┌─ GIVEN ENTRIES

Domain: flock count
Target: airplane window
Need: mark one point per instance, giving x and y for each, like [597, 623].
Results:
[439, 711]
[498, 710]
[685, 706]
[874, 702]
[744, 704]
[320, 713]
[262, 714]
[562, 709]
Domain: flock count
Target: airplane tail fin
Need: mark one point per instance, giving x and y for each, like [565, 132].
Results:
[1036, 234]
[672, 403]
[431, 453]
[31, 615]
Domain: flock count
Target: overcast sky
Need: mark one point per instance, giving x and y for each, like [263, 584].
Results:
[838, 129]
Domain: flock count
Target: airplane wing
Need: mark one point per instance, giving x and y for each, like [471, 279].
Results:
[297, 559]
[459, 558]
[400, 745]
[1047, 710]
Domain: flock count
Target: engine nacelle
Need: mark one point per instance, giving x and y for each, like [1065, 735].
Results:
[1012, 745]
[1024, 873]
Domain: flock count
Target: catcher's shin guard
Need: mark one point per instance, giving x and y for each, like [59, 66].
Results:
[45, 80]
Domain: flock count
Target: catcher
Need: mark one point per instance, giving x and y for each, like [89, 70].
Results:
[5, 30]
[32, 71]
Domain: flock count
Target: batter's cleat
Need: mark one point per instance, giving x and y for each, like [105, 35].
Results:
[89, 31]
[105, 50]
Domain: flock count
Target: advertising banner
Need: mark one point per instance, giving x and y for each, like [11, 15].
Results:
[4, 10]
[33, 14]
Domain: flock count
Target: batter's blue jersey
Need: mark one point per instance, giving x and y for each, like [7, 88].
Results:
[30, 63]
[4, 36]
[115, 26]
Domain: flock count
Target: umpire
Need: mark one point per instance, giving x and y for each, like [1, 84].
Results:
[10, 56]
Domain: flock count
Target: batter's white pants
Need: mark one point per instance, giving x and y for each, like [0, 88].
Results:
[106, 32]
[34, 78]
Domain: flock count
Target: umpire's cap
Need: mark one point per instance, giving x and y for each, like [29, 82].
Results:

└─

_PROBLEM DESCRIPTION_
Write out every one of the records above word for word, leaving each line unchanged.

_TASK ANSWER_
Domain: flock count
Target: airplane window
Need: mark one point per instance, giving x and y for each, like [597, 623].
Results:
[439, 711]
[498, 710]
[685, 706]
[874, 702]
[744, 704]
[320, 713]
[262, 714]
[562, 709]
Domain: flock count
Target: airplane tail fin
Need: mark one point per instance, giving x and y for each, like [565, 132].
Results:
[1036, 234]
[672, 403]
[431, 453]
[31, 615]
Domain: flock count
Target: overcast sky
Need: mark one point per instance, giving x and y for each, like [263, 584].
Results:
[838, 129]
Domain: flock count
Target: airplane wing
Need: mark one point per instance, giving x and y for each, like [471, 279].
Results:
[297, 559]
[459, 558]
[400, 745]
[1047, 710]
Domain: flock count
Target: engine nacelle
Need: mark one point per instance, giving x and y for each, like [1065, 735].
Results:
[1012, 745]
[1024, 873]
Domain: flock count
Target: catcher's shin guard
Need: mark one point per instance, giving x and y for each, like [59, 66].
Results:
[45, 80]
Domain: flock count
Target: catcher
Need: mark one point per instance, giving x and y for each, like [89, 70].
Results:
[5, 30]
[32, 71]
Domain: flock count
Target: batter's cleat
Need: mark one point per instance, giving x and y for each, like [105, 35].
Results:
[89, 31]
[105, 50]
Domain: flock count
Target: advertising banner
Need: mark one point per instance, giving x and y for each, like [11, 15].
Results:
[4, 10]
[33, 14]
Domain: flock count
Target: batter's blue jersey
Need: mark one point per instance, giving x and y for each, like [7, 88].
Results:
[30, 63]
[4, 36]
[115, 26]
Domain: flock count
Target: umpire
Need: mark one point per instance, giving x and y for each, like [1, 84].
Results:
[10, 56]
Domain: flock count
Target: batter's white pants
Need: mark one point per instance, giving x and y for each, like [0, 88].
Results:
[106, 32]
[34, 78]
Domain: flock count
Target: umpire's cap
Need: mark one point per instance, giving x and y for each, like [29, 82].
Results:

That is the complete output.